Your goal
Swap "man's ear" for "woman's ear" throughout the data below, and reproduce everything else unchanged.
## START Material shown
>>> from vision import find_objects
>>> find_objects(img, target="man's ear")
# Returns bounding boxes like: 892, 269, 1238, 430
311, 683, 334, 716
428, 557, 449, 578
## END Material shown
Reply
>>> from vision import find_objects
>>> find_objects(img, target="woman's ear")
# Returns bounding boxes like: 892, 269, 1238, 430
311, 683, 334, 716
428, 557, 449, 578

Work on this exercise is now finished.